## GIVEN INSTRUCTION
Rewrite all of the material below as a numbered list with one line per item, leaving out any blank lines.

## THE DATA
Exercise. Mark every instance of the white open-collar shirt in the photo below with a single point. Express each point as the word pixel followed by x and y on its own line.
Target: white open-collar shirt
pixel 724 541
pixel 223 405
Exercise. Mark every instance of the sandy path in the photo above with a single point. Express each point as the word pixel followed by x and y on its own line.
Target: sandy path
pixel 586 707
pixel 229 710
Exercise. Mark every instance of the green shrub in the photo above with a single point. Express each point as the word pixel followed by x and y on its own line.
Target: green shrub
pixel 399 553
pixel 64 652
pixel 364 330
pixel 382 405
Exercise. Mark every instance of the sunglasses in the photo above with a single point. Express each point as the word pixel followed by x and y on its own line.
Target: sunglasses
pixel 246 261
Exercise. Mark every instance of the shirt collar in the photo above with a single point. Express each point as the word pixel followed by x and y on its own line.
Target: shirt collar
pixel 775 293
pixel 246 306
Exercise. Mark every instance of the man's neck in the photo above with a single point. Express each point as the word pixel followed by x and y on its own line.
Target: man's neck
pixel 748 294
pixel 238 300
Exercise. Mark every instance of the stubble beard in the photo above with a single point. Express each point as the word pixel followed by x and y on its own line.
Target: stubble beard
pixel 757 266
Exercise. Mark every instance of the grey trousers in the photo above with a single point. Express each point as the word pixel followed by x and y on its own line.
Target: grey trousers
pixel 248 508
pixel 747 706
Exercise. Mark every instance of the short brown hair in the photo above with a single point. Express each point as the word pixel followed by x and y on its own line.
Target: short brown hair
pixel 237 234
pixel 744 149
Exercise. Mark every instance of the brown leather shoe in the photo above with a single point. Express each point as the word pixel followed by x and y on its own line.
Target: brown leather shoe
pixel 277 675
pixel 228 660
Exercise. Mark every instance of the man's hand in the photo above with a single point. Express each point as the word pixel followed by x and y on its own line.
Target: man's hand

## RESULT FOR THIS EXERCISE
1. Exercise. Mark every instance of the white open-collar shirt in the photo below with a single point. Express each point as the word pixel followed by x and y on its own line.
2. Target: white open-collar shirt
3. pixel 724 541
4. pixel 223 405
5. Exercise. Mark every instance of the sandy path in the photo above with a single point. Express each point as the word pixel followed by x and y on its own line.
6. Target: sandy path
7. pixel 586 707
8. pixel 229 710
9. Exercise. Mark every instance of the green shrub in the photo above with a single point. Express each point as the word pixel followed by x and y on its own line.
10. Target: green shrub
11. pixel 399 553
12. pixel 64 652
13. pixel 364 330
14. pixel 382 405
15. Exercise. Mark every instance of the sunglasses in the photo above with a single point. Express each point as the word pixel followed by x and y on its own line.
16. Target: sunglasses
17. pixel 246 261
18. Exercise. Mark every instance of the shirt collar in the photo above with a single point. Express each point as the word pixel followed by x and y on its own line.
19. Target: shirt collar
20. pixel 775 293
21. pixel 246 306
22. Exercise. Mark every instance of the man's neck in the photo above with a single point. Express each point as the word pixel followed by x and y on its own line.
23. Target: man's neck
24. pixel 748 294
25. pixel 238 300
26. Exercise. Mark every instance of the stubble beard in the photo above with a single point. Express each point as the word pixel followed by x and y on its own line.
27. Target: stubble beard
28. pixel 757 266
29. Exercise. Mark every instance of the grey trousers in the photo above with a single point. Express each point as the word pixel followed by x and y on its own line.
30. Target: grey trousers
31. pixel 248 508
32. pixel 747 706
33. Exercise. Mark every instance of the short brown hair in the photo above with a single point. Express each point as the word pixel followed by x and y on its own line.
34. Target: short brown hair
35. pixel 237 234
36. pixel 744 149
37. Exercise. Mark every instance of the brown leather shoe in the photo above with a single point. Express each point as the word pixel followed by x and y on its own line.
38. Target: brown leather shoe
39. pixel 277 675
40. pixel 228 660
41. Exercise. Mark every instance of the man's hand in the photo above with a single point. Express each point as the word pixel followed by x and y on its own line.
42. Target: man's hand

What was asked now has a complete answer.